** Prompt **
Copy the entries word for word, starting at the line with "POST /locate" and ending at the line with "[(15, 14), (143, 76)]", including both of those lines. Omit the pictures from your copy.
━━━━━ Stored rows ━━━━━
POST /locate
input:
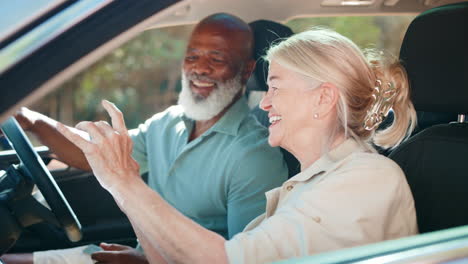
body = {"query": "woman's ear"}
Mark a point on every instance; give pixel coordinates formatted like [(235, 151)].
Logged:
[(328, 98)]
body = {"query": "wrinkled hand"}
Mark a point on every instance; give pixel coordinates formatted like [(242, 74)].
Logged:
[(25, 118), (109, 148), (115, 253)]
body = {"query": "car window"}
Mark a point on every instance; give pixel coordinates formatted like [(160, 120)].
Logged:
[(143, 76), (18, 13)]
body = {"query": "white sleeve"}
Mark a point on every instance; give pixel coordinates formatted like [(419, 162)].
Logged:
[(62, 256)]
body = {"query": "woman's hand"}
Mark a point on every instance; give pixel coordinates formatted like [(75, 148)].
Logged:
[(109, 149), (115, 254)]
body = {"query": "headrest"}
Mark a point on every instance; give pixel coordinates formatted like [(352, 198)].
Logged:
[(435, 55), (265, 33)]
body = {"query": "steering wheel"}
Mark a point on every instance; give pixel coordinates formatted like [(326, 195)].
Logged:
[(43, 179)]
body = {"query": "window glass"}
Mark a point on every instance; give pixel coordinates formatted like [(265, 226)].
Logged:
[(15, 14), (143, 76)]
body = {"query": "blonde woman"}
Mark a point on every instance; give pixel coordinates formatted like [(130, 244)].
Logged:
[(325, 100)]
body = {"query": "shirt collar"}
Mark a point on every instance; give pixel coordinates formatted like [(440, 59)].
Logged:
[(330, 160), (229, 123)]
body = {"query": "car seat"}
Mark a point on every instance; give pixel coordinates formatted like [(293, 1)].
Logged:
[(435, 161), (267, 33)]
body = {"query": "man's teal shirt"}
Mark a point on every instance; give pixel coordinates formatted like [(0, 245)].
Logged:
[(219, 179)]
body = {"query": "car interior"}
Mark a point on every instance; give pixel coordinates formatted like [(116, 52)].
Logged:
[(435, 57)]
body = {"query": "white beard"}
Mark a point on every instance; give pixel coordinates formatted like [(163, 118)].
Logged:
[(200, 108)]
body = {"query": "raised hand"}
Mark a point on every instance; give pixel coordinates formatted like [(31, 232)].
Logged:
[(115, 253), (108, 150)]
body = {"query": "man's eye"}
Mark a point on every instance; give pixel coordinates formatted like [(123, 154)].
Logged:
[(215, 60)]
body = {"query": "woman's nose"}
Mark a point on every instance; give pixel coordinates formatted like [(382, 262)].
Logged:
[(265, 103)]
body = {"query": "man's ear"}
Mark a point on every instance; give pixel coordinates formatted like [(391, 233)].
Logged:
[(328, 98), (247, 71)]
━━━━━
━━━━━ Stored rows ━━━━━
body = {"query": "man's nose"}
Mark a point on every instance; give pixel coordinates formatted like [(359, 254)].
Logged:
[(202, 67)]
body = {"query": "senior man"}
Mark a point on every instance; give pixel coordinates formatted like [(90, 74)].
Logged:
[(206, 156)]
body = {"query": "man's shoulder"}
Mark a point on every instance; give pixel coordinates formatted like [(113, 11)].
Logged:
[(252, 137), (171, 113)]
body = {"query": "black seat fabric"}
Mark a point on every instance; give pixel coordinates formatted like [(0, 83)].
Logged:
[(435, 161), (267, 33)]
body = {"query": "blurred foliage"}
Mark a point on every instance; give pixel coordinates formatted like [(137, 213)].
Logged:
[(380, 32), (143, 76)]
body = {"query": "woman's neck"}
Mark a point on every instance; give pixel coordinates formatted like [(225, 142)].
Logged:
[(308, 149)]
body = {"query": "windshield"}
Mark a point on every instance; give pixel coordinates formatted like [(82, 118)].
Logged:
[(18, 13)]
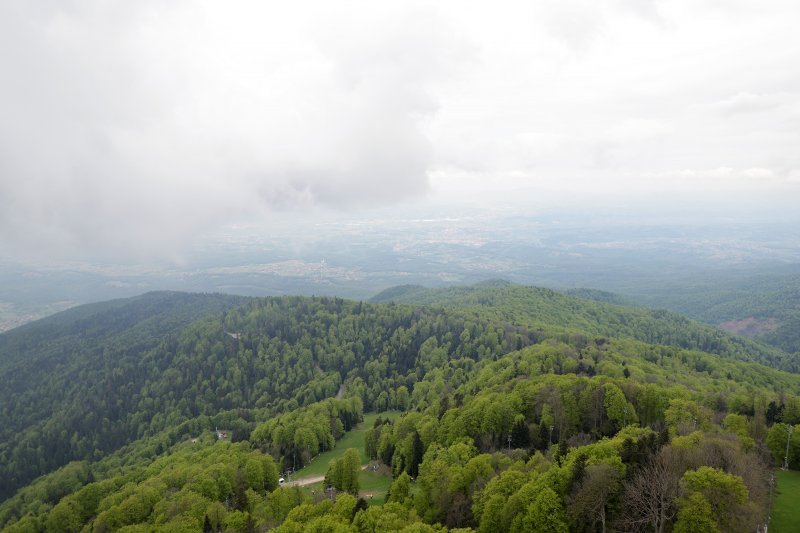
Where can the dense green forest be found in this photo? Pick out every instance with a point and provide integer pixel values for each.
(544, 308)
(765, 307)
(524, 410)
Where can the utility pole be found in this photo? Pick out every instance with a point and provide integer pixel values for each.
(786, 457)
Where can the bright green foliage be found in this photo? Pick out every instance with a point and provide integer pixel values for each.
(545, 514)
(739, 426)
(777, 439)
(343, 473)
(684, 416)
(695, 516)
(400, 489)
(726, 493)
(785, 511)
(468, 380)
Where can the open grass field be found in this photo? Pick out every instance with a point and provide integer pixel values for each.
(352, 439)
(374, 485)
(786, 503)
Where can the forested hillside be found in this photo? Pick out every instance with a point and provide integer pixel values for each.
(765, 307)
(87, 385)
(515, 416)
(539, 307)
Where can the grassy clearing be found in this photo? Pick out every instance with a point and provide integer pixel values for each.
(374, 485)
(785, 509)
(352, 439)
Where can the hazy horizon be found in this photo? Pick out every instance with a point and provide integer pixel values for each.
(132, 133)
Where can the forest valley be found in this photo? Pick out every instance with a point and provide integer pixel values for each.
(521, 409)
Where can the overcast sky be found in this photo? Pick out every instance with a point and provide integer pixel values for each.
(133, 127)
━━━━━
** Final result **
POST /locate
input:
body = {"query": "woman's ear"}
Mark a point on every instance; give pixel coordinates formatted like [(235, 151)].
Logged:
[(328, 98)]
body = {"query": "wrinkled hand"}
Mark a point on every instance; give pixel coordinates formatted like [(242, 74)].
Logged:
[(25, 118), (109, 148), (115, 253)]
body = {"query": "car window"}
Mark a point on every instance; give pixel coordinates formatted like [(160, 120)].
Logged:
[(143, 76), (18, 13)]
body = {"query": "white sleeve"}
Mark a point on every instance; give pixel coordinates formatted like [(419, 162)].
Logged:
[(62, 256)]
body = {"query": "woman's hand"}
Mark a point on every instance; give pixel coordinates formatted like [(75, 148)].
Logged:
[(109, 149), (115, 254)]
body = {"query": "headrest"}
Mark a point on every instance; give pixel coordinates formatted like [(352, 198)].
Logged:
[(435, 55), (265, 33)]
body = {"query": "steering wheel"}
Mark a point on every instance; give pixel coordinates formatted like [(326, 195)].
Logged:
[(43, 179)]
body = {"query": "window glass"}
Mark a point on every instance; give pixel coordinates formatted like [(265, 226)].
Logged:
[(15, 14), (143, 76)]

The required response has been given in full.